The data must be returned in full and exactly as given.

—————

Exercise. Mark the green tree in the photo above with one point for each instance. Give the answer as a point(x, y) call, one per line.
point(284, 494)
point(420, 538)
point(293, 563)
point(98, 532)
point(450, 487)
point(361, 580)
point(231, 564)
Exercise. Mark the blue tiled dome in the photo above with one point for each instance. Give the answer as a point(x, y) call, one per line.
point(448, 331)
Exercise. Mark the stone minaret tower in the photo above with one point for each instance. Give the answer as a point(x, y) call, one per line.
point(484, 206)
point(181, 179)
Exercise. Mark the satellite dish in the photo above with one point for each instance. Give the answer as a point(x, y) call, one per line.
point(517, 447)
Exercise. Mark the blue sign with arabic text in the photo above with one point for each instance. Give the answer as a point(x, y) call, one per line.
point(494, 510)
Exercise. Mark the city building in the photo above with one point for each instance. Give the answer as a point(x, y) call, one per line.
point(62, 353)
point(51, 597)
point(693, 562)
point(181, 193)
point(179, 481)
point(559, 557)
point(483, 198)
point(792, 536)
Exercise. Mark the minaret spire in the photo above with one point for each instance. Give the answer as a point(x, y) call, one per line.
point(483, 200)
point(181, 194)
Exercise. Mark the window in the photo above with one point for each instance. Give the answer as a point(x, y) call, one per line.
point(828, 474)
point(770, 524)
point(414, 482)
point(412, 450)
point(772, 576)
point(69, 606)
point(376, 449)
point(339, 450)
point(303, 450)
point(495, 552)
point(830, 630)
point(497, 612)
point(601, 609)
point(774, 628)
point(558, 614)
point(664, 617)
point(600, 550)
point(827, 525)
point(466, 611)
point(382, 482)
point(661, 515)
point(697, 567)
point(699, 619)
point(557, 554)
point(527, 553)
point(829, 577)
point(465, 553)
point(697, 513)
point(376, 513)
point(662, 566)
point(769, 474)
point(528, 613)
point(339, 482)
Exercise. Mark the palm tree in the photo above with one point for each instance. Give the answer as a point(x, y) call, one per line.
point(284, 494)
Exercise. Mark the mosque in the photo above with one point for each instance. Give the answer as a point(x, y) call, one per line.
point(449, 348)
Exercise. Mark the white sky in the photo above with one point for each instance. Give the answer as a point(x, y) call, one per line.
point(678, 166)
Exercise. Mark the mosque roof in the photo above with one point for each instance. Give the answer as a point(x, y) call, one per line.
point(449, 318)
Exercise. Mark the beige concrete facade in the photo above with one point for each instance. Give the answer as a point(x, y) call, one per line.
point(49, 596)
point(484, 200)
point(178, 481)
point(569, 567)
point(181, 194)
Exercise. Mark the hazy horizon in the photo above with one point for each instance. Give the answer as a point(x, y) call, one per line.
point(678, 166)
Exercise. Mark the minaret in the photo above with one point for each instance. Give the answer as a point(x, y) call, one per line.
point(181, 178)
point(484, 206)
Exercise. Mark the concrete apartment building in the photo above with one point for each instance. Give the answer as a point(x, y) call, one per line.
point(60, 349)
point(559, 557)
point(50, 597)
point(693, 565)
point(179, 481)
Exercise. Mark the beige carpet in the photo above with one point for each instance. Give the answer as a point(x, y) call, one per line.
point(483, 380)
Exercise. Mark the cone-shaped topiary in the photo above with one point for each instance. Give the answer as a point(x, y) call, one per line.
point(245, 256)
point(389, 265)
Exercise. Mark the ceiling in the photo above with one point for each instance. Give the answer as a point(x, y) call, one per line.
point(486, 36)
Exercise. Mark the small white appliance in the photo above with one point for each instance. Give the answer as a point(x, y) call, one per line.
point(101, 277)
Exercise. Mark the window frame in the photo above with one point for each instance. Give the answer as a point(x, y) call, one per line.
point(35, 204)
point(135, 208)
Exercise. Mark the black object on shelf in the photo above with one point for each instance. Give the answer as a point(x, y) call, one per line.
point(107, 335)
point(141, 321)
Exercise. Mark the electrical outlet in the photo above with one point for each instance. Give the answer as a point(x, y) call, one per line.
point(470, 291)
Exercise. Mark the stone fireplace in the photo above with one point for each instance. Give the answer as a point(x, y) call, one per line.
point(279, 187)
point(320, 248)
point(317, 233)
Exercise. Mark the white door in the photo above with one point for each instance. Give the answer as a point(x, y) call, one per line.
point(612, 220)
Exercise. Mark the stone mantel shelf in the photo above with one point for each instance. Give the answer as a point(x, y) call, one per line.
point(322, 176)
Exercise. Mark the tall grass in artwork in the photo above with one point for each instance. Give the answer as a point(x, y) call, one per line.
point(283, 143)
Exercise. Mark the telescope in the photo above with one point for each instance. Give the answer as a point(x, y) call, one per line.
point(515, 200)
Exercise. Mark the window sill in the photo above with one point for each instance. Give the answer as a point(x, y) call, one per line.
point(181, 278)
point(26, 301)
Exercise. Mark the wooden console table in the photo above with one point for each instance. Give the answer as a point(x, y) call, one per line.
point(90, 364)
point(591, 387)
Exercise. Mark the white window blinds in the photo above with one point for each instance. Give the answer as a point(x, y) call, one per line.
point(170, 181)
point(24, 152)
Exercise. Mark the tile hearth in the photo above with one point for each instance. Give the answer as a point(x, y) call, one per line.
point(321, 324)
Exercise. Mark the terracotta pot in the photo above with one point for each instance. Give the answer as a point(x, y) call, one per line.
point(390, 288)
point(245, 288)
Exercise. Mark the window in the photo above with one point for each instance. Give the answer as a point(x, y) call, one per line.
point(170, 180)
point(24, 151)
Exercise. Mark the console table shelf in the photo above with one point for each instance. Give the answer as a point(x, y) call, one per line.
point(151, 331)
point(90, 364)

—————

### Completed exercise
Exercise. Mark the green tree in the photo above with one point for each instance. Give the answer as a point(x, y) call, one per line.
point(284, 494)
point(420, 538)
point(293, 563)
point(98, 532)
point(450, 487)
point(361, 580)
point(231, 564)
Exercise. Mark the blue tiled dome in the photo above with one point for each instance. Give the answer as a point(x, y) call, one per line.
point(448, 331)
Exercise. Mark the stone minaret tower in the photo above with one point for each instance. Give the answer as a point(x, y) call, one per line.
point(484, 206)
point(181, 179)
Exercise. Mark the satellite dish in the photo above with one point for each instance. Give the answer as a point(x, y) call, one per line.
point(517, 447)
Exercise. Mark the blue sign with arabic text in the photo above with one point for each instance. Give the answer as a point(x, y) call, one per line.
point(494, 510)
Exercise. Mark the city building in the photo above with one point for each instance. Give the answer as a point(x, y) call, one per line.
point(62, 353)
point(51, 597)
point(693, 562)
point(181, 193)
point(179, 481)
point(559, 557)
point(483, 198)
point(792, 536)
Exercise. Mark the minaret spire in the photo above with one point for each instance. Give the answer as a point(x, y) call, one per line.
point(483, 200)
point(181, 194)
Exercise. Mark the window in the photo above with one point for each instance. Give the answer as a point(x, y) call, one per line.
point(828, 474)
point(770, 524)
point(414, 482)
point(412, 450)
point(772, 576)
point(69, 606)
point(376, 449)
point(339, 450)
point(303, 450)
point(495, 552)
point(830, 630)
point(497, 612)
point(601, 609)
point(774, 628)
point(558, 614)
point(664, 617)
point(600, 550)
point(827, 525)
point(466, 611)
point(382, 482)
point(661, 515)
point(697, 567)
point(699, 619)
point(557, 554)
point(527, 553)
point(829, 577)
point(465, 553)
point(697, 513)
point(376, 513)
point(662, 566)
point(769, 474)
point(528, 613)
point(339, 482)
Exercise. Mark the palm tree in the photo above with one point for each instance. Give the answer as a point(x, y) call, one per line.
point(284, 494)
Exercise. Mark the mosque in the photo above with one point for each instance. Give the answer as a point(x, y) call, one per line.
point(449, 348)
Exercise. Mark the white sky in the photo above with one point for each instance. Give the answer as a point(x, y) call, one per line.
point(678, 166)
Exercise. Mark the mosque roof in the photo above with one point for each instance. Give the answer as a point(x, y) call, one per line.
point(449, 318)
Exercise. Mark the beige concrete facade in the photo above with one point for each instance. Give the answer as a point(x, y) call, one per line.
point(49, 596)
point(484, 200)
point(178, 481)
point(569, 567)
point(181, 194)
Exercise. Mark the hazy horizon in the photo above with one point for each instance. Give the answer as a point(x, y) call, one per line.
point(678, 166)
Exercise. Mark the minaret in the photo above with one point for each instance. Give the answer as a point(x, y) call, one per line.
point(181, 178)
point(484, 206)
Exercise. Mark the concrete apartment building in the photo above with one point for each instance. Give the answer as a point(x, y) call, one per line.
point(60, 349)
point(559, 557)
point(50, 597)
point(693, 565)
point(179, 481)
Exercise. Mark the beige carpet in the photo above with one point for each instance. Give the answer as a point(x, y) call, one per line.
point(483, 380)
Exercise. Mark the cone-shaped topiary in the photo above with one point for each instance. Give the answer as a point(x, y) call, one per line.
point(245, 256)
point(389, 265)
Exercise. Mark the ceiling in the photo above with one point for each instance. Give the answer as a point(x, y) call, one per line.
point(486, 36)
Exercise. Mark the small white appliance in the photo above with one point for each instance. Give the answer as a point(x, y) call, one per line.
point(101, 277)
Exercise. Mark the window frame in the photo above with one point for each instance. Give the answer as a point(x, y) call, one per line.
point(35, 204)
point(135, 208)
Exercise. Mark the black object on shelf in the photo above with one point for each instance. Give the answer as a point(x, y) call, one per line.
point(107, 335)
point(141, 321)
Exercise. Mark the electrical outlet in the photo above with one point for each instance. Give the answer as a point(x, y) call, one per line.
point(470, 291)
Exercise. Mark the stone fireplace in the photo above with one point for each instance. Give the answer as a point(x, y) call, one per line.
point(279, 187)
point(320, 248)
point(317, 233)
Exercise. Mark the white door in the photo above with one point for each instance. Give the answer as a point(x, y) call, one per line.
point(612, 220)
Exercise. Mark the stone mantel shelf in the photo above with one point for each instance. Give the answer as a point(x, y) call, one per line.
point(322, 176)
Exercise. Mark the tall grass in artwork in the photo above with one point for each instance. Give the answer as a point(x, y) call, one per line.
point(283, 143)
Exercise. Mark the telescope in the photo above with one point for each instance. Give the answer as a point(x, y) call, one per line.
point(515, 200)
Exercise. Mark the window sill in the photo above with one point for each instance. Give the answer as a point(x, y) call, one per line.
point(181, 278)
point(26, 301)
Exercise. Mark the wooden console table in the photo above with one point for each instance. Give the answer as a point(x, y) call, one per line.
point(90, 364)
point(591, 387)
Exercise. Mark the white window blinds in the photo above with one point for each instance. Give the answer as a point(x, y) call, one per line.
point(170, 181)
point(24, 152)
Exercise. Mark the tile hearth in the photo above with one point for each instance. Give the answer as a point(x, y) call, one per line.
point(321, 324)
Exercise. Mark the terracotta pot in the photo above with one point for each instance. Give the answer as a point(x, y) call, one per line.
point(390, 288)
point(245, 288)
Exercise. Mark the window in the photo above with one point for each instance. Give the answer as a point(x, y) call, one per line.
point(170, 180)
point(24, 151)
Exercise. Mark the console table shelf in the photo above with one point for each instance. Give the answer as a point(x, y) call, one per line.
point(151, 331)
point(90, 364)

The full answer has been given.